Предложенный отрывок ▸
'''
Но он ведь не только отбирал голоса, певческие индивидуальности. Он был хорошим советчиком и другом всех без исключения молодых артистов, он их обожал. Пестовал, мягко подталкивал к исполнению той или иной партии, либо, наоборот, останавливал, удерживал от каких-то стремлений, которые могли быть не на пользу начинающему певцу. Я только через много лет понял, почему Анатолий Иванович просто оттолкнул меня от некоторых партий, исполнить которые я порывался. Это было либо на том этапе не нужно мне, либо не нужно театру, и я своим рвением мог подставить себя под удар. Анатолий Иванович был просто удивительный человек – он знал абсолютно все подводные камни и течения жизни Большого театра, но никогда не занимался интригами и никогда не употреблял во зло свою немалую в театре власть – власть заведующего оперой.

Он очень тепло относился ко всем молодым певцам, буквально как к своим детям. Следил за каждым, как он развивается, что делает. Мы каждодневно ощущали эту отеческую заботу и, конечно же, стремились с Анатолием Ивановичем советоваться практически по всем вопросам, да и не только чисто профессиональным. Я очень сдружился с ним во время своей стажировки в Италии, как ни странно, посредством писем. Я писал ему буквально обо всём – о занятиях, о проблемах, о том, что я видел, что узнал нового. И с нетерпением ждал его писем – не только для того, чтобы получить ответы на свои вопросы и узнать театральные новости, но и для того, чтобы ощутить удивительное родственное тепло – это особенно важно, когда находишься в чужой стране. Завязавшаяся в те месяцы дружба продолжалась до последних дней жизни Анатолия Ивановича. Я счастлив этой дружбой и благодарен за неё своей судьбе.

Анатолий Иванович написал замечательную книгу обо всех нас – тех, кто пришёл в театр в 60-е годы. Она называется «Юность, надежды, свершения» и повествует о самых первых наших шагах, о том, как начинали свои карьеры Владимир Атлантов, Елена Образцова, Тамара Синявская, Маквала Касрашвили, Юрий Мазурок, Денис Королёв, Евгений Райков, Евгений Нестеренко… Анатолий Иванович собирался написать продолжение этой книги – о том, каковы были результаты этих самых первых свершений, о том, какое место занял каждый из нас в современном оперном мире. К великому сожалению, он не успел этого сделать.
'''
Извлечённые строки ▸
'''
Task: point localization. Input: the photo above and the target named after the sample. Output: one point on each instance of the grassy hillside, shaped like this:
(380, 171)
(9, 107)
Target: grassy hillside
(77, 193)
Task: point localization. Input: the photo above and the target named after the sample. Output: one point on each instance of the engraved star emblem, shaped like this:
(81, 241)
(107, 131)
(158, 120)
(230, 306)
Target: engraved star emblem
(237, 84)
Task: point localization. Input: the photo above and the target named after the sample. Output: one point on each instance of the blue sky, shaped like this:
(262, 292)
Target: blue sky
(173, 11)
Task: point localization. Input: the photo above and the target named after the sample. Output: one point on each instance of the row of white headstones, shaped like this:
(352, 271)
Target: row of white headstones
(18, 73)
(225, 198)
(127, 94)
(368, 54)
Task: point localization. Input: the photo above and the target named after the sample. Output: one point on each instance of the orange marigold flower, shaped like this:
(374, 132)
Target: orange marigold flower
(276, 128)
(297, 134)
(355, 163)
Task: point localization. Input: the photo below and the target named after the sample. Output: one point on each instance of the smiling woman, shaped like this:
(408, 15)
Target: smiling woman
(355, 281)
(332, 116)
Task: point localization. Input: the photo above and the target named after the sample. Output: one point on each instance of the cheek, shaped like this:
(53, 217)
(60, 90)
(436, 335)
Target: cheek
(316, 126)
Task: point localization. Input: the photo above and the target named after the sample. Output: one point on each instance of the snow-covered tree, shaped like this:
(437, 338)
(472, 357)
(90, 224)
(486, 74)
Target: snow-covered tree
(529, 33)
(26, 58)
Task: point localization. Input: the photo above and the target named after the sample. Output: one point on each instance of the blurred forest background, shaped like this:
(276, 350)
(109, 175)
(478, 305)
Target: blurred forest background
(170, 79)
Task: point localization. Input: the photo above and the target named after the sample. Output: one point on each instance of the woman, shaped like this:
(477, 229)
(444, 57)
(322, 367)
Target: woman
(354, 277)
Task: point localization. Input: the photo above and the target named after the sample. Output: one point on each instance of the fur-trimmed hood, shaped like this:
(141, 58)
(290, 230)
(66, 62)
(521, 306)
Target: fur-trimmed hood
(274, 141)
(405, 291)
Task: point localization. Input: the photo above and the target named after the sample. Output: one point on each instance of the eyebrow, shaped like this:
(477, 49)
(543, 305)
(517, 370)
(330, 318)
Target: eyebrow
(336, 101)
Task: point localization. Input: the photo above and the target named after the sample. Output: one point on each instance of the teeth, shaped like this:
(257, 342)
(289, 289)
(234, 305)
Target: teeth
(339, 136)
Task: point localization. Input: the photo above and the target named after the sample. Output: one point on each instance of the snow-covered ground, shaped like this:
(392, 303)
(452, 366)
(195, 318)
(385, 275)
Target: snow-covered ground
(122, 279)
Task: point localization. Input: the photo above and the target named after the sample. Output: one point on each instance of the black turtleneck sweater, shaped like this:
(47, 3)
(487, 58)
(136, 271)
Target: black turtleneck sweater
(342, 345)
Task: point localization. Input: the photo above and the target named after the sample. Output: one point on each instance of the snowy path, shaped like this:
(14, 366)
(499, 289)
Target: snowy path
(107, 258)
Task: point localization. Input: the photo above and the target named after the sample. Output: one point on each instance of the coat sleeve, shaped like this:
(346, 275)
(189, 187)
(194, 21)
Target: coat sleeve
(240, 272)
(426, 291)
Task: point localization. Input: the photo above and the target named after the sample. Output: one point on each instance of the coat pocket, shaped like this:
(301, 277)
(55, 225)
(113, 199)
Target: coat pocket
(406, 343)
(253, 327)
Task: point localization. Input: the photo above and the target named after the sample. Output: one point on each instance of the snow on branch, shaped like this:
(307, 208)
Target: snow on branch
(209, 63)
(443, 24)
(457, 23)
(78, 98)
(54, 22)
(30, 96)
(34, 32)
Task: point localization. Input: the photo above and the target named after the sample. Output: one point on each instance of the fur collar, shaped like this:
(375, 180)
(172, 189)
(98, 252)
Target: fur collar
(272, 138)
'''
Письменное задание 1 ▸ Как называется книга, которую Анатолий Иванович написал о тех, кто пришёл в театр в 60-е годы, согласно отрывку об Анатолии Ивановиче?
Письменное задание 2 ▸ Допишите, пожалуйста, продолжение отрывка об Анатолии Ивановиче, начиная сразу после его последней фразы.

Письменный ответ 1 ▸ «Юность, надежды, свершения».

Письменный ответ 2 ▸
О том, что Анатолий Иванович – сын священника, я узнал только тогда, когда мы с ним близко сдружились, ведь о таких вещах в то время лучше было не говорить. Но я сразу обратил внимание, что он практически постоянно перебирает чётки, и как-то спросил:

– Анатолий Иванович, а почему вы всё время чётки перебираете? Наверное, нервничаете?

– Нет, Владенька, я размышляю…

«Есть в мире сердце, где живу я»

Андрей Хрипин


Как начать эту повесть о русском певце Анатолии Орфёнове?..

Впрочем, мы уже начали её – фразой из пушкинского романса Даргомыжского «Что в имени тебе моём», который любил петь наш герой. В этом – и вопрос, и ответ.

Меньше всего хотелось бы следовать моде, дабы произвести на свет нечто сверхоригинальное. К оригинальничанью не располагают сам биографический жанр и фигура главного героя – представителя творческой интеллигенции уже не существующего государства под названием Советский Союз, скромного труженика оперы, сына сельского священника, человека глубоко верующего и жившего с честью. Одного из многих.

Многим ли сегодня известно имя Анатолия Орфёнова?

Многие ли слышали его голос, хотя бы в записи?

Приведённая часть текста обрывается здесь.